_TASK TO COMPLETE_: Copy each of the records below, reproducing every line verbatim.
________________________
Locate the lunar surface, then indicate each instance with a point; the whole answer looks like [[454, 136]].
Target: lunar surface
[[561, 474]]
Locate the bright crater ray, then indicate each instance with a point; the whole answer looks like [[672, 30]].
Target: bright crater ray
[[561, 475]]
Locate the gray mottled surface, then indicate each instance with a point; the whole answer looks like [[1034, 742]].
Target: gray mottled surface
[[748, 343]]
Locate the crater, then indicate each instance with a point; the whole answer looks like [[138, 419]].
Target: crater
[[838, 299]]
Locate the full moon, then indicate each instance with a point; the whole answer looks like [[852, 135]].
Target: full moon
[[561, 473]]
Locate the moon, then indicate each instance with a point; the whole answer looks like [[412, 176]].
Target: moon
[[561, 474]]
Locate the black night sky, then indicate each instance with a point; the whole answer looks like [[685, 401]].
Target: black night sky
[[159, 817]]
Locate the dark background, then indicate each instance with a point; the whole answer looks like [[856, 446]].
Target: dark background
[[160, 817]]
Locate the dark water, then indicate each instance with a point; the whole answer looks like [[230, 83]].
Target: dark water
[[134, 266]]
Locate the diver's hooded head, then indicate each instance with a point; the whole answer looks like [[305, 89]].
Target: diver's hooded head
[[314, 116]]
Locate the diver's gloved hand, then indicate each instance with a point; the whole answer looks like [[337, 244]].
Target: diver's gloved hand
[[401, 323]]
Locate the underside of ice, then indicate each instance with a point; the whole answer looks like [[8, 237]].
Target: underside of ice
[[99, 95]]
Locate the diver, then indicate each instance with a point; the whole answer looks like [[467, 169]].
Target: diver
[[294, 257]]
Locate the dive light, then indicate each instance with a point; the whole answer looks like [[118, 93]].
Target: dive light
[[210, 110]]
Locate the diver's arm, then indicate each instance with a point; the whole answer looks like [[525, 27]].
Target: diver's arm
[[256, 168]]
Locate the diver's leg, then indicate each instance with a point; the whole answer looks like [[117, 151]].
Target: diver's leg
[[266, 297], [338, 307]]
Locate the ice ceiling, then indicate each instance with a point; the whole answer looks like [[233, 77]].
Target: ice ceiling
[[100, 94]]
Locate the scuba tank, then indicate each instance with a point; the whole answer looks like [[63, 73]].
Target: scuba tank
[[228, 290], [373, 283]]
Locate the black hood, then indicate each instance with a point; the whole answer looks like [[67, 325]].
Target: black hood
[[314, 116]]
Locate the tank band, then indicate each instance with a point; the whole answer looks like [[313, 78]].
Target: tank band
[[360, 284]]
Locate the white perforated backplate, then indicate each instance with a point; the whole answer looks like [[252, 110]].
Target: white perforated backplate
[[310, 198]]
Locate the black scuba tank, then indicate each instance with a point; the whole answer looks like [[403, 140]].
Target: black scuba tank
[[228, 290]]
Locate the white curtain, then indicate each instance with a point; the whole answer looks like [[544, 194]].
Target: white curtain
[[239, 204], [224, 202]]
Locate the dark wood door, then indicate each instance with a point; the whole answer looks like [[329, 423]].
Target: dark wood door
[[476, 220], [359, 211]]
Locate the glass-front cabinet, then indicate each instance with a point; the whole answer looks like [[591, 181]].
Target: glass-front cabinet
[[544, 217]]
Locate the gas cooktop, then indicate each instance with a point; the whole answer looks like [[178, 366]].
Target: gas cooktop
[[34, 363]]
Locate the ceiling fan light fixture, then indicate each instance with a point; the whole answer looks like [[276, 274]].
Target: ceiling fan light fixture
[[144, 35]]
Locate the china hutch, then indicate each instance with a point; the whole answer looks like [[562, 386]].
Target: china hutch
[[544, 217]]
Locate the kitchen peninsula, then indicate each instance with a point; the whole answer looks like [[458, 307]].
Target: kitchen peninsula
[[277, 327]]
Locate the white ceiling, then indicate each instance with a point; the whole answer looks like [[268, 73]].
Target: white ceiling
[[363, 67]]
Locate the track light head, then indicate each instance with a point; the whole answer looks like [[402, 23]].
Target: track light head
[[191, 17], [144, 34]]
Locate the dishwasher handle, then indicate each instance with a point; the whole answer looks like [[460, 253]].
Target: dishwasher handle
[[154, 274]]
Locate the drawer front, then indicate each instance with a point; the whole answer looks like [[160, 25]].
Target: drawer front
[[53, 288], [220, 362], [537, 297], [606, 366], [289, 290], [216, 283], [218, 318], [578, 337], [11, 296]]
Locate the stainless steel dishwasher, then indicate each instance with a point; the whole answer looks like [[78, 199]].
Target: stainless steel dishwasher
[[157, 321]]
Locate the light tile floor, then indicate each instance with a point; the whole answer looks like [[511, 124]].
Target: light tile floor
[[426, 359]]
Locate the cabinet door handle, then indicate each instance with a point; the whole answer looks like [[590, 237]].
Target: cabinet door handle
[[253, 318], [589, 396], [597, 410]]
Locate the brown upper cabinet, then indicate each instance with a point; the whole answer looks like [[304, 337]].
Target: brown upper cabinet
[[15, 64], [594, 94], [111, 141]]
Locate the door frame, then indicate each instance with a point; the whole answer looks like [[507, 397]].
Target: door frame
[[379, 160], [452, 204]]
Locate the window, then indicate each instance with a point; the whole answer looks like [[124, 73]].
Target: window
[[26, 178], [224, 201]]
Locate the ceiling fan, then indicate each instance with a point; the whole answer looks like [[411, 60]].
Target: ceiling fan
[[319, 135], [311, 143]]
________________________
_TASK ANSWER_:
Locate the lunar surface, then indicate each instance with a point; the whole answer looks like [[454, 136]].
Target: lunar surface
[[561, 474]]
Locate the bright crater ray, then indicate each instance with a point; the whole answer looks like [[672, 30]].
Target: bright crater ray
[[561, 475]]
Locate the gray mottled surface, then indicate each instance with a point; the whole answer looks like [[1034, 742]].
Target: gray mottled surface
[[748, 343]]
Locate the crater, then indicate each instance with a point; the whole answer looks like [[138, 419]].
Target: crater
[[838, 299]]
Locate the full moon, then indicate each instance with a point; the whole answer looks like [[852, 135]].
Target: full moon
[[561, 473]]
Locate the moon, then indicate each instance with a point; the whole answer looks like [[412, 176]].
Target: moon
[[561, 474]]
Locate the black night sky, then indicate each instance with a point; the whole answer looks like [[685, 401]].
Target: black night sky
[[159, 817]]
Locate the dark background, then indicate each instance with a point; the whole answer looks like [[856, 446]].
Target: dark background
[[160, 817]]
Locate the dark water, then indicate each instance with a point; the whole answer looks like [[230, 83]].
Target: dark water
[[134, 266]]
Locate the diver's hooded head, then indicate each instance with a point; the whole answer looks like [[305, 89]].
Target: diver's hooded head
[[314, 116]]
Locate the diver's gloved hand, then indicate each instance with a point; the whole answer looks like [[337, 244]].
Target: diver's gloved hand
[[401, 323]]
Locate the underside of ice, then indicate each instance with a point; the whole answer looks like [[8, 237]].
Target: underside of ice
[[99, 95]]
Locate the diver, then indicate each instance with a point; the whole answer looks like [[467, 169]].
Target: diver
[[294, 257]]
Locate the dive light, then indicate each instance with a point; the whole answer looks like [[118, 93]].
Target: dive light
[[210, 110]]
Locate the diver's arm, then indicate each instance with a point; the whole answer looks like [[525, 27]].
Target: diver's arm
[[256, 168]]
Locate the diver's leg, then indicate each instance with a point; the whole answer looks like [[117, 151]].
Target: diver's leg
[[266, 297], [338, 307]]
Locate the ice ceiling, then indicate each instance with a point; the whole answer looks like [[233, 77]].
Target: ice ceiling
[[100, 94]]
Locate the scuba tank, then indicate each instance with a point; the whole answer looks like [[63, 73]].
Target: scuba tank
[[228, 290], [373, 283]]
Locate the black hood, then indicate each instance with a point; the whole answer looks like [[67, 325]].
Target: black hood
[[314, 116]]
Locate the tank band, then indicate each instance with a point; the whole answer looks like [[313, 78]].
Target: tank band
[[360, 284]]
Locate the white perforated backplate, then indicate each instance with a point; the whole answer looks like [[252, 110]].
Target: white perforated backplate
[[310, 198]]
Locate the black scuba tank, then indicate each instance with a point; the whole answer looks like [[403, 140]].
Target: black scuba tank
[[228, 290]]
Locate the white curtain, then indicate each instance with a point; the whole answer looks like [[544, 194]].
Target: white curtain
[[239, 204], [224, 202]]
Locate the dark wood door, then indicate each instance with a point; the whole answer looks like [[329, 423]].
Target: dark wood door
[[476, 220], [359, 211]]
Locate the glass-front cabinet, then indicate each instance with a point; the whole answer looks like [[591, 181]].
Target: glass-front cabinet
[[544, 217]]
Locate the gas cooktop, then indicate each instance with a point; the whole answer looks like [[178, 366]].
Target: gas cooktop
[[34, 363]]
Locate the ceiling fan light fixture, then indicate each instance with a point; the whole answer looks like [[276, 274]].
Target: ceiling fan light fixture
[[144, 35]]
Locate the china hutch, then indicate each instance with a point; the whole answer looks like [[562, 386]].
Target: china hutch
[[544, 217]]
Locate the kitchen peninsula, then indicate each instance with a point; the whole answer looks like [[458, 307]].
Target: kitchen peninsula
[[277, 327]]
Locate the white ceiling, then indicate each instance with a point; the whole answer looks like [[268, 73]].
Target: white ceiling
[[363, 67]]
Locate the track light head, then indicate each instance with a point; the whole answer looks like [[402, 23]].
Target: track light head
[[191, 17], [144, 34]]
Locate the dishwasher handle, then indicate each instance with a point; the whole answer looks like [[460, 253]].
Target: dishwasher handle
[[154, 274]]
Locate the drawer front, then indicate each instance with a point; the whole answer looks like [[160, 25]].
Target: drawer front
[[53, 288], [220, 362], [537, 297], [606, 366], [289, 290], [216, 283], [218, 318], [578, 337], [11, 296]]
Locate the stainless steel dishwasher, then indicate each instance with a point; the whole answer looks like [[78, 199]].
Target: stainless steel dishwasher
[[157, 321]]
Locate the light tile floor, then indicate each instance with a point; the whole answer looks like [[511, 124]].
Target: light tile floor
[[426, 359]]
Locate the cabinet door handle, then indicate each instance with a point; the whole answer looks like [[590, 237]].
Target: cabinet door handle
[[253, 318], [589, 396], [597, 410]]
Locate the brown upper cabinet, then indicate each instance with a point; the whole answer looks like [[304, 337]].
Target: brown upper cabinet
[[15, 64], [594, 94], [111, 141]]
Locate the door frame, then indicate each instance with a point; the whole answer looks like [[507, 397]].
Target: door frame
[[379, 160], [452, 204]]
Locate the window, then indicate each instance with a point; the whole answer looks like [[124, 73]].
Target: window
[[26, 178], [224, 201]]
Locate the ceiling fan, then indicate each instance with a point; the whole answer looks like [[411, 60]].
Target: ceiling fan
[[319, 135], [311, 143]]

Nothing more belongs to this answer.